Stated task:
Extract every line of the data below that contains the string "clamp". Letter case matters.
══ Extracted material ══
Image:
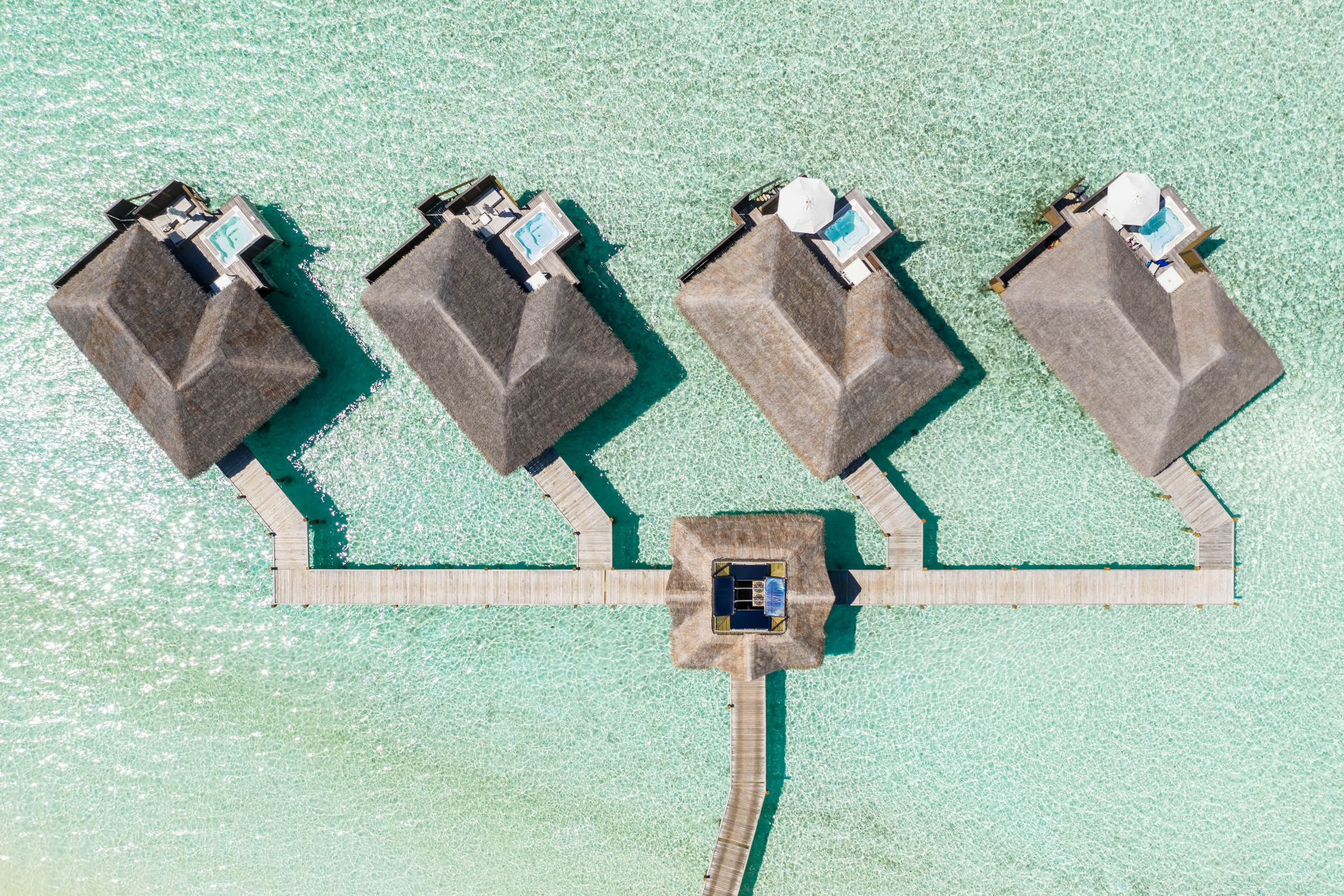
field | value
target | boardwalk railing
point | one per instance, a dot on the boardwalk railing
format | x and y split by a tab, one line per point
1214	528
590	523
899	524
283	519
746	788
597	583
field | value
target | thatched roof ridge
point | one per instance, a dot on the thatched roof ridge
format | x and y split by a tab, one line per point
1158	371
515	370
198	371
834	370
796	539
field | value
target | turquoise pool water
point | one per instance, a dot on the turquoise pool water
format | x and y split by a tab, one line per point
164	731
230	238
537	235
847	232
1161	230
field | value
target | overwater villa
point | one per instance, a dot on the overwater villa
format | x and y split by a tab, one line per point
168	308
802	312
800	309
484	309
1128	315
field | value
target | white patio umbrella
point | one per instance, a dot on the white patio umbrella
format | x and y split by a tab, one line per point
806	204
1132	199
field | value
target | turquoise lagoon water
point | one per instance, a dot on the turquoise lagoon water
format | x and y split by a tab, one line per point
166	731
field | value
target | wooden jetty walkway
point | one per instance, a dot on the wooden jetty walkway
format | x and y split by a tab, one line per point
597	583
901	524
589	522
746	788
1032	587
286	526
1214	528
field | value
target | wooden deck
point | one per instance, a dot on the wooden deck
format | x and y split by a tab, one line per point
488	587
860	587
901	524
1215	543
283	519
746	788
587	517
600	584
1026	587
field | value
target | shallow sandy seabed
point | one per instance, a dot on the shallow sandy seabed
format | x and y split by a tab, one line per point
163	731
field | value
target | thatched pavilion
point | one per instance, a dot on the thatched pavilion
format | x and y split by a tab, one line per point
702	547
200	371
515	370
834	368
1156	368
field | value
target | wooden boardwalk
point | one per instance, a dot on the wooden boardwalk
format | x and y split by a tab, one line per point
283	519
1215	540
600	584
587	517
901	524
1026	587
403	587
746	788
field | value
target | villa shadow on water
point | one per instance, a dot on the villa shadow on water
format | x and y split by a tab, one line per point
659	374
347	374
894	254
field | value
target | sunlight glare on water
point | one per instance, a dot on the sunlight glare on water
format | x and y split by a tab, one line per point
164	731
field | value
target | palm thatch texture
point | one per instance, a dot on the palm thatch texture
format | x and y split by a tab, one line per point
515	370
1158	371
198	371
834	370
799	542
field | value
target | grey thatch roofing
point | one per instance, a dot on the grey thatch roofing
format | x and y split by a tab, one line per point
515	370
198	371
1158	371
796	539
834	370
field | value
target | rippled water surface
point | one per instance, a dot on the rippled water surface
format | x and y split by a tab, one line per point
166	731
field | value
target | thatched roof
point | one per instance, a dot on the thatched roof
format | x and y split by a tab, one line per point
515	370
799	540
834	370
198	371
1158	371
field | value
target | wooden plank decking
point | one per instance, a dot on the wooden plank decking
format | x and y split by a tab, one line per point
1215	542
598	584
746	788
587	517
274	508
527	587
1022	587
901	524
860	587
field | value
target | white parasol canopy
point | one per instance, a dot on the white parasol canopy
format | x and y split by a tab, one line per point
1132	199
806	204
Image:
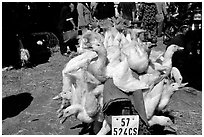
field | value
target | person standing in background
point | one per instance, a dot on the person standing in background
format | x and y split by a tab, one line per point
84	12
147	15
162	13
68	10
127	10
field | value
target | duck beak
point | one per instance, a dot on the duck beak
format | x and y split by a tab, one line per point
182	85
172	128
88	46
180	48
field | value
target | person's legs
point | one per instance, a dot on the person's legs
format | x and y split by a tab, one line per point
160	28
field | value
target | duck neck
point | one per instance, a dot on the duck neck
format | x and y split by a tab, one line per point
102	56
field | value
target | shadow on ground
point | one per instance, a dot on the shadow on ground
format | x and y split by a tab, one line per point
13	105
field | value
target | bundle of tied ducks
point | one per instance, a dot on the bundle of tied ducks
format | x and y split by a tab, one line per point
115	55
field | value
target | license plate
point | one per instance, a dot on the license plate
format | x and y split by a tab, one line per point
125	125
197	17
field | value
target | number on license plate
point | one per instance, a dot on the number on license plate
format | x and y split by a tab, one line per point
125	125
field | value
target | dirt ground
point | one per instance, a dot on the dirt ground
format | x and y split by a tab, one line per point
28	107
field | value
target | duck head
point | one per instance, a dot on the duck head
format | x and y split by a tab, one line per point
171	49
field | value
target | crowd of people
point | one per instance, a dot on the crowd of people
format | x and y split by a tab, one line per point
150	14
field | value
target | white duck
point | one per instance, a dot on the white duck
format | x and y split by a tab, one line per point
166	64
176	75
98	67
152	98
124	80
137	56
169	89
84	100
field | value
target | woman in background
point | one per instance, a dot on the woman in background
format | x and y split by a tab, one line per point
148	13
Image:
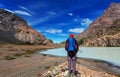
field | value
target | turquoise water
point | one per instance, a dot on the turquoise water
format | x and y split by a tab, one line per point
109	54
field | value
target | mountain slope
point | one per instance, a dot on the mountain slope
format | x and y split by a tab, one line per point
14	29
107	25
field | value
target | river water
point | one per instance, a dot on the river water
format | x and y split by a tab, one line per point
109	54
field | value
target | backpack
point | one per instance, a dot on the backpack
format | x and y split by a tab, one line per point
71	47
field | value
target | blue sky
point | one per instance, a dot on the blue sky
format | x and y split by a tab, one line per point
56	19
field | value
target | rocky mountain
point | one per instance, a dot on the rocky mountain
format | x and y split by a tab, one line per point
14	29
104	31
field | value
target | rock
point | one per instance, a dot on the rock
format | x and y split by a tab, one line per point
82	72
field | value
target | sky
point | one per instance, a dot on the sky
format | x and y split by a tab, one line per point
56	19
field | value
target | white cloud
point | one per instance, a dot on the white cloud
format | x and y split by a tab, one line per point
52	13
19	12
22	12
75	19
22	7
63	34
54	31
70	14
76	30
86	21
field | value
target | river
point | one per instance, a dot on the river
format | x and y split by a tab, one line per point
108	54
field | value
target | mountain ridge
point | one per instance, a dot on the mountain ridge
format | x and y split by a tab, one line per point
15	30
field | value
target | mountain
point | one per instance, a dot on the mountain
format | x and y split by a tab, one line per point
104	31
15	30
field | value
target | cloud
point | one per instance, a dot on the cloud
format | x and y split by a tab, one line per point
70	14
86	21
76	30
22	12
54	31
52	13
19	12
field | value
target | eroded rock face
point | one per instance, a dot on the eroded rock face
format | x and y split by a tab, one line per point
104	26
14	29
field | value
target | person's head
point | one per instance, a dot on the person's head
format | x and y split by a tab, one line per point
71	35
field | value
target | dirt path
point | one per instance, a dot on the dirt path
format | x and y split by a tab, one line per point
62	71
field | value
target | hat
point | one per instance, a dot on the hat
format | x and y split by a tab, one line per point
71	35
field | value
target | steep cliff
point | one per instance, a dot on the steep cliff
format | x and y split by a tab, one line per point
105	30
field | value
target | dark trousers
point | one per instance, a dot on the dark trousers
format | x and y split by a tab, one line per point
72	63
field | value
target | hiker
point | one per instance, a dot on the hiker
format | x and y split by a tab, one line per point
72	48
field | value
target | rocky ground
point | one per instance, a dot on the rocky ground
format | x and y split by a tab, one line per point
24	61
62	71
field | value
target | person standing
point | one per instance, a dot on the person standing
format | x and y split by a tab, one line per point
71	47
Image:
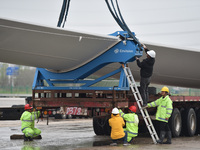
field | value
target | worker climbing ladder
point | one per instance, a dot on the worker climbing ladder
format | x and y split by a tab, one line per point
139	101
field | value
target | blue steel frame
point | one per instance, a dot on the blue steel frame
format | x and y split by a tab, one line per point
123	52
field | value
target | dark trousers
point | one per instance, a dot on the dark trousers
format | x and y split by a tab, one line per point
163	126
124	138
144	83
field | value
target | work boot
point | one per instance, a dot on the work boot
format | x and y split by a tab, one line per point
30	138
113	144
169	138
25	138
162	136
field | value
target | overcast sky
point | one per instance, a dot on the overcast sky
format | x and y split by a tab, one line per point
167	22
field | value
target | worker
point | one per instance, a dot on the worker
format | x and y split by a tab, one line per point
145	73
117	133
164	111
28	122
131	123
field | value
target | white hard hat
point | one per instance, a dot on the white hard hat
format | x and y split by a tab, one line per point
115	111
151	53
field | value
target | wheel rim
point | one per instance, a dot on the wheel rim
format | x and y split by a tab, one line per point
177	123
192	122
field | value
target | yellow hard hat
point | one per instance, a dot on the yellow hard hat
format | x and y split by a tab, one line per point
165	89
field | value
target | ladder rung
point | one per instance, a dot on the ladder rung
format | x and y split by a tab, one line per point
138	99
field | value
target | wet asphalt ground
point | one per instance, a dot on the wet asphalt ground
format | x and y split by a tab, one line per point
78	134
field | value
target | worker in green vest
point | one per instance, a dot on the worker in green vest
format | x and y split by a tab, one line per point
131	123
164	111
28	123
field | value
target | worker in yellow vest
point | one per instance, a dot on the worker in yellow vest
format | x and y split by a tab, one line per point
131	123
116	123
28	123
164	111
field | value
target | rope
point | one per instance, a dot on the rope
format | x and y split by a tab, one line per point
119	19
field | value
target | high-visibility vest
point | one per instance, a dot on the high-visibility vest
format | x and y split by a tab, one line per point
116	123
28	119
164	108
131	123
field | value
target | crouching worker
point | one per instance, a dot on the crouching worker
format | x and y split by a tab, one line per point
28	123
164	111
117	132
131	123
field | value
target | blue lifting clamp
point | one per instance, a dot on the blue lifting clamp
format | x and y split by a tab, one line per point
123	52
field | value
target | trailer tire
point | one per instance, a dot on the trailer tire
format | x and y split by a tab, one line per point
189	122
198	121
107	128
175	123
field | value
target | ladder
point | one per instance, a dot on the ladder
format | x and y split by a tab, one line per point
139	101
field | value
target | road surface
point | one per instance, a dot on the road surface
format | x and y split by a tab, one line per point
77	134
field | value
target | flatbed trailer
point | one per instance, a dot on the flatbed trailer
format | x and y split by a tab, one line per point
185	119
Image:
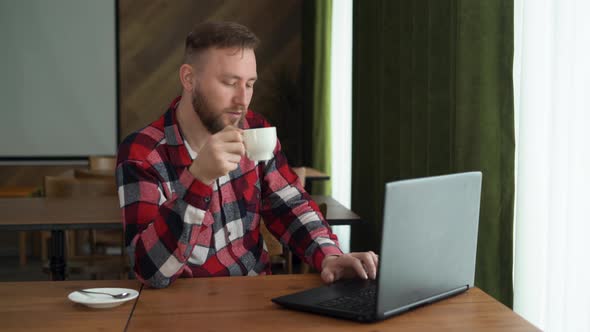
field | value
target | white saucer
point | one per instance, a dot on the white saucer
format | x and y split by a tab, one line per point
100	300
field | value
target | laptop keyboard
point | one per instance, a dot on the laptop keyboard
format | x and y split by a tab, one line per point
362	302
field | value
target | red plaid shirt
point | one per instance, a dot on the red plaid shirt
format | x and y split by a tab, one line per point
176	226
═══
Output for this exercise:
target | blue lifting clamp
point | one per instance, a dot on the blue lifting clamp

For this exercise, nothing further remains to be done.